---------- Extracto de la fuente

Darío Rivas: cómo desenterrar a un padre desaparecido

Inició la querella que en Argentina investiga crímenes de Lesa Humanidad cometidos por el franquismo e ignorados por la Justicia española. Esta semana, la Diputación de Lugo lo premió por su labor en defensa de los DDHH.

  • Daniel Otero
Por: Daniel Otero

Darío Rivas (94), el primer querellante en la Argentina contra los crímenes del franquismo, recibió el jueves la Placa de Honor de la provincia de Lugo por su labor "a favor de los derechos humanos" y en "defensa de los represaliados y familiares de las víctimas de la dictadura franquista". A raíz de la denuncia ante la justicia de Argentina -presentada el 10 de abril de 2010, junto a los familiares de víctimas- la causa empezó a tramitar en el Juzgado Nacional de lo Criminal y lo Correccional a cargo de la jueza María Servini de Cubría.

Vive en Buenos Aires desde los nueve años. En 2005, junto a un arqueólogo y un grupo de voluntarios de la Asociación por la Recuperación de la Memoria Histórica (ARMH), encontró los huesos de su padre, fusilado y enterrado clandestinamente en una capilla de Galicia. Esta es la crónica de ese día. 

Camino al reencuentro 

La camioneta de Darío indica el camino. Lessi maneja; al lado, María: son los sobrinos que ayudan en la búsqueda. En el asiento de atrás Darío mira en silencio la tierra donde nació, busca la Iglesia de Santa María de Cortapezas en el ayuntamiento de Portomarín. Los sigue Javier, el arqueólogo; tiene cincuenta y cuatro exhumaciones encima y en la fosa la pasa de puta pena, dice que no termina de acostumbrarse.Cuando el padre despidió a Darío en el puerto de Vigo, en 1929, Alfonso XIII era el rey. España tenía veinticinco millones de habitantes, la mitad analfabetos. Veinte mil personas eran dueñas de la mitad del territorio. Dos millones de campesinos no tenían tierras. Una peseta, medio salario del día, alcanzaba para comprar un kilo de pan.

El 19 de agosto de 2005 Darío tiene ochenta y cinco años. A los dieciséis, leyó en una carta que su padre había sido fusilado; desde entonces busca sus huesos.

—Es ahí —dice Lessi.

--------------------

__Tareas requeridas__
[1] Reproduce del extracto el fragmento que empieza con "Darío Rivas (94), el" y sigue hasta "de ese día.".
[2] Indica si cada afirmación concuerda con el extracto y responde sí o no, citando textualmente las palabras que lo deciden: (a) La denuncia ante la justicia argentina se presentó el 10 de abril de 2010. (b) Darío vive en Buenos Aires desde los dieciséis años. (c) Javier maneja la camioneta de Darío.
[3] Contesta según el extracto:
(a) ¿Qué jueza tiene a su cargo la causa?
(b) ¿En qué año encontró Darío los huesos de su padre?
(c) ¿Qué iglesia busca Darío desde el asiento de atrás?
Responde basándote solo en el extracto.

---------- Datos

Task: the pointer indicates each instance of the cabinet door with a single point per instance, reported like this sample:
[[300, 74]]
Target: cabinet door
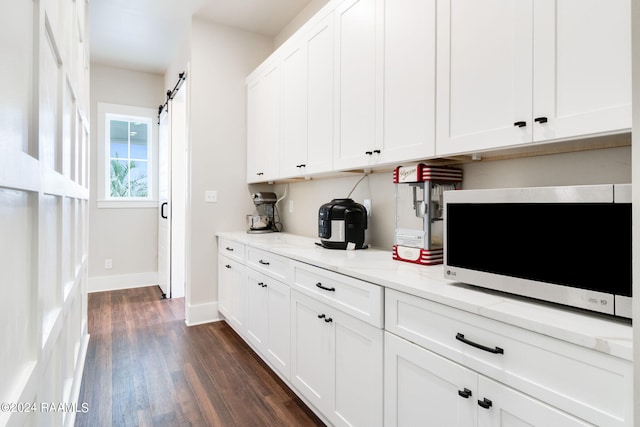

--------------------

__Lista de respuestas__
[1]
Darío Rivas (94), el primer querellante en la Argentina contra los crímenes del franquismo, recibió el jueves la Placa de Honor de la provincia de Lugo por su labor "a favor de los derechos humanos" y en "defensa de los represaliados y familiares de las víctimas de la dictadura franquista". A raíz de la denuncia ante la justicia de Argentina -presentada el 10 de abril de 2010, junto a los familiares de víctimas- la causa empezó a tramitar en el Juzgado Nacional de lo Criminal y lo Correccional a cargo de la jueza María Servini de Cubría.

Vive en Buenos Aires desde los nueve años. En 2005, junto a un arqueólogo y un grupo de voluntarios de la Asociación por la Recuperación de la Memoria Histórica (ARMH), encontró los huesos de su padre, fusilado y enterrado clandestinamente en una capilla de Galicia. Esta es la crónica de ese día.

[2]
(a) Sí: "presentada el 10 de abril de 2010"
(b) No: "Vive en Buenos Aires desde los nueve años"
(c) No: "Lessi maneja"

[3]
(a) María Servini de Cubría
(b) En 2005
(c) La Iglesia de Santa María de Cortapezas, en el ayuntamiento de Portomarín